Image point annotation entries:
----
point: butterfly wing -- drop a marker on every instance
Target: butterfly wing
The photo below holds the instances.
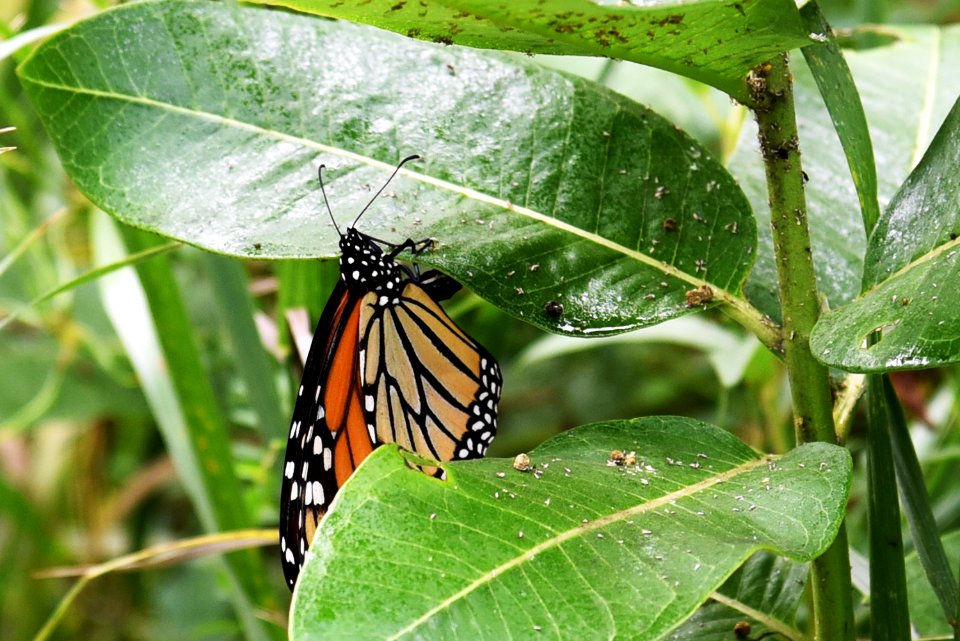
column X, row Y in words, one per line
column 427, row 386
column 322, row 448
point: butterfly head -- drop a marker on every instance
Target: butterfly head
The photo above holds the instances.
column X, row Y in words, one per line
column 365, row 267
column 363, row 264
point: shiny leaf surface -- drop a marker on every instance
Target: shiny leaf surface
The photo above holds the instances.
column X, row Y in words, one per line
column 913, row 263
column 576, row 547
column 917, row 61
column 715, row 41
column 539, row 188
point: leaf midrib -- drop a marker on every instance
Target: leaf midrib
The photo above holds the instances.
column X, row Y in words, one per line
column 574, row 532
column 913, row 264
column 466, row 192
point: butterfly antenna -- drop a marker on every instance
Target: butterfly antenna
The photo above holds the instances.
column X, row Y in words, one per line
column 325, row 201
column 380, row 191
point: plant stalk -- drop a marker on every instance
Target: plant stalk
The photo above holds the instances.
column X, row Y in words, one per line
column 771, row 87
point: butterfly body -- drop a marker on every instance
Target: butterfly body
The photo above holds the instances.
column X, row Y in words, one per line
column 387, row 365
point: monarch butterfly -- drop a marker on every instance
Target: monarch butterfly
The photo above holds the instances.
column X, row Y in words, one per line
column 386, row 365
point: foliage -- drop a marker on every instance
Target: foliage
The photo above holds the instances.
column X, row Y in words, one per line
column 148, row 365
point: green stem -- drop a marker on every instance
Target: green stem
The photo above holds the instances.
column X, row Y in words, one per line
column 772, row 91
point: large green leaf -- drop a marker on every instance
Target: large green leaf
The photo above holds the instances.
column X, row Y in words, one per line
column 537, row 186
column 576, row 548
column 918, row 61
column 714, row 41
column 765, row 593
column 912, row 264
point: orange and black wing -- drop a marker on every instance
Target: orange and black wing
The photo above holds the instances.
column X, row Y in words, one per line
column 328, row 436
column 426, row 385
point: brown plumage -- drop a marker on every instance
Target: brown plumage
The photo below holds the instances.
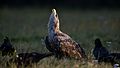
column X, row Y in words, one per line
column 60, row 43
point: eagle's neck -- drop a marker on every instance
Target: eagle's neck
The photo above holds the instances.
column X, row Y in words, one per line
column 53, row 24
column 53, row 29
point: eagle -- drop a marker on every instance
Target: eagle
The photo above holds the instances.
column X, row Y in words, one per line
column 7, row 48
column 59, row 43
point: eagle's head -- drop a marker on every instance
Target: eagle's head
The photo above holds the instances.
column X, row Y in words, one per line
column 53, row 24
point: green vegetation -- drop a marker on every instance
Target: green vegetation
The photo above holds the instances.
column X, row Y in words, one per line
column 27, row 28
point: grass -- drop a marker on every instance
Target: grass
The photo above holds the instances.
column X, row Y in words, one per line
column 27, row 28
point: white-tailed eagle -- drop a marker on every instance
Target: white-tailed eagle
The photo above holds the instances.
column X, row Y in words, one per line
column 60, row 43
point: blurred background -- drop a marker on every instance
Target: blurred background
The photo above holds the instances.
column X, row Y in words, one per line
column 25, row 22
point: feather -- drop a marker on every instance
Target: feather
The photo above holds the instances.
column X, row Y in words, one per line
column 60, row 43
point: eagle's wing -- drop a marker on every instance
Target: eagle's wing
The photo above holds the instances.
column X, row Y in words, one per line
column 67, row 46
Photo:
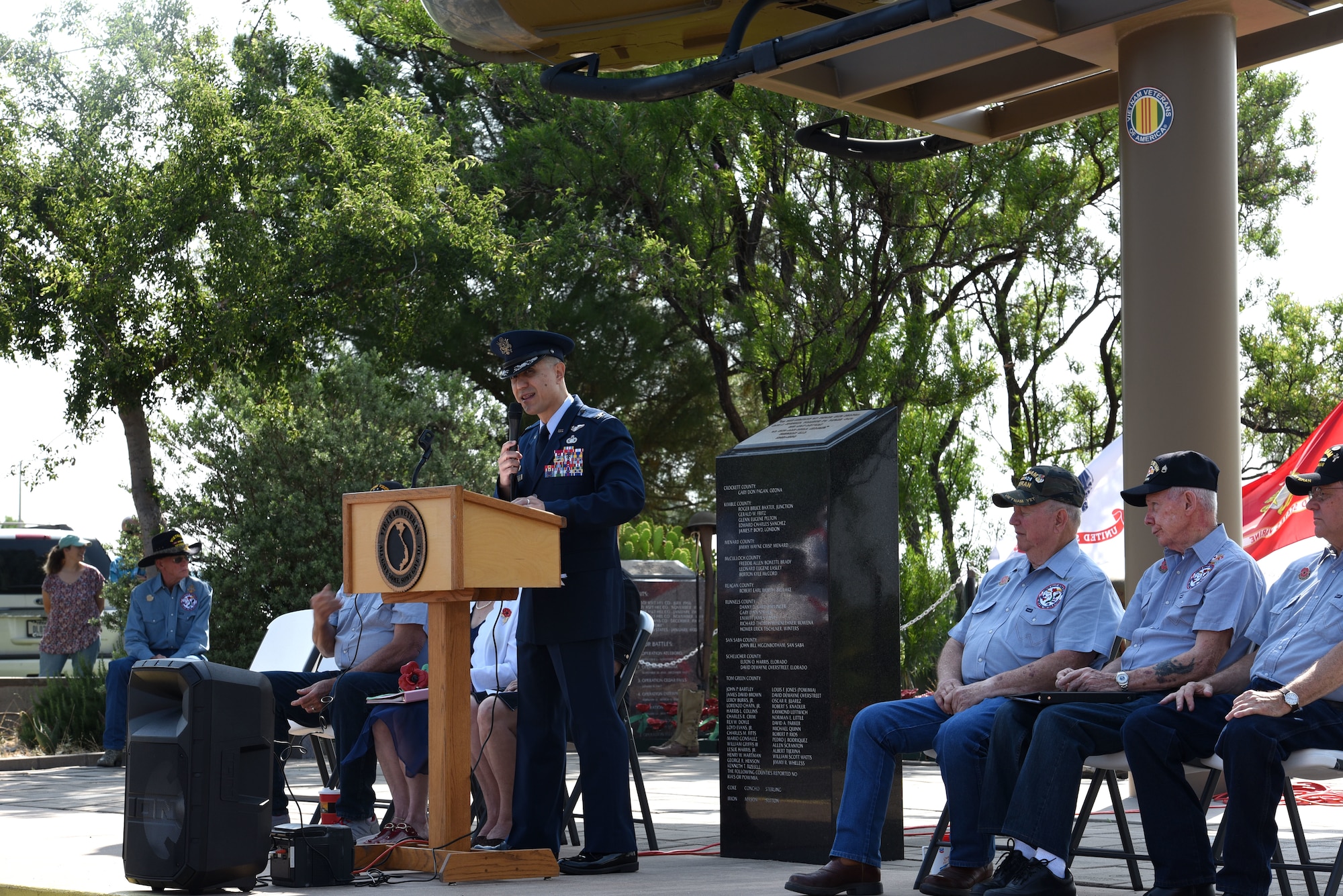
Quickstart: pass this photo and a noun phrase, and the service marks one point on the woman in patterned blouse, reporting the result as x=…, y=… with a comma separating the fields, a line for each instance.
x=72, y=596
----
WORK INSTRUCTIONS:
From the data above, write out everything exactly except the pictures.

ANSWER IN FULL:
point: butterfly wing -- drop a marker on every instance
Target: butterfly wing
The photo below holds the instances.
column X, row Y in words, one per line
column 427, row 386
column 322, row 448
point: butterfly head -- drop a marker on every instance
Target: butterfly head
The photo above holds the instances.
column X, row Y in words, one per line
column 365, row 267
column 363, row 264
point: shiny leaf surface -- drop a marker on every instance
Target: shiny leaf surface
The photo above holds the instances.
column X, row Y in words, one per line
column 913, row 263
column 576, row 547
column 917, row 61
column 715, row 41
column 539, row 188
point: leaf midrib -- drop a marker on every instance
Target: leaf midrib
The photo above holds the instances.
column X, row Y in words, one per line
column 574, row 532
column 913, row 264
column 466, row 192
point: butterfly antenna -- drop a marker on every instance
Target: butterfly antenna
The photo above holds the instances.
column X, row Y in words, one per line
column 325, row 201
column 380, row 191
point: plant stalk -- drop a marker on every instance
Target: plant stalk
The photo above holds the instances.
column X, row Y in words, one per line
column 771, row 87
point: butterfly body -- drop a marker on every instance
Target: butterfly body
The photo above holds the instances.
column X, row Y in words, one per line
column 387, row 365
point: monarch butterfly -- drop a marker on every instance
Target: monarch butterfly
The photo above holds the instances.
column X, row Y in words, one per line
column 386, row 365
point: foliage -- drop a marker on every instance
Target: foliage
The photo above holds the instances.
column X, row Y in words, one per line
column 148, row 365
point: green stem -- drop a marker on every instance
Target: green stem
The photo above holds the instances.
column X, row Y in words, one per line
column 772, row 91
point: large green leaf -- drop a marker on every instance
Target: large green leaf
The photo above holds the instances.
column X, row Y in words, one per line
column 537, row 186
column 576, row 548
column 918, row 61
column 714, row 41
column 765, row 593
column 912, row 264
point: orange and black wing -- drop a marker on every instance
Target: orange and black wing
The photo above holds the instances.
column X, row Y in words, one per line
column 328, row 436
column 426, row 385
point: brown plumage -- drop a marker on every instance
Target: brown plumage
The photo below holds the instances.
column X, row Y in words, one per line
column 60, row 43
point: eagle's neck -- drop a marker on every instance
Target: eagle's neck
The photo above holds the instances.
column X, row Y in words, one per line
column 53, row 24
column 53, row 29
point: eagle -- drop a marker on every instance
Target: eagle
The photo above holds the instances.
column X, row Y in words, one per line
column 7, row 48
column 59, row 43
point: eagle's head -- drop a marker on every instance
Target: eagle's head
The photo above holds the instances.
column X, row Y in words, one per line
column 53, row 24
point: green vegetation -- drop a marker on every instance
Target: green vegetation
The photo above holds the instances.
column X, row Y in words, one per line
column 27, row 28
point: grass -- drop a marker on every instance
Target: grass
The photo above holds the instances.
column X, row Y in words, one per line
column 27, row 28
point: white-tailed eagle -- drop a marker on every instance
Target: white-tailed eagle
The photo above holds the instances.
column X, row Y in words, one per line
column 60, row 43
point: blurred background -- drop a marker on every instance
Target: blurred background
The photo above holds the instances.
column X, row Y in words, one per line
column 25, row 22
point: feather -- drop a marker on every instance
Target: feather
The photo above holds the instances.
column X, row Y in words, one per line
column 60, row 43
point: eagle's wing -- drop a marker on every instance
Target: eagle's wing
The photo above holds the instances.
column X, row Y in words, one per line
column 67, row 46
Photo:
Quickstart: pass this photo and a noun phrase, and the service marks one point on the woman in patterned blouse, reporting the result as x=…, y=… with a comma separating the fields, a line for each instance.
x=72, y=596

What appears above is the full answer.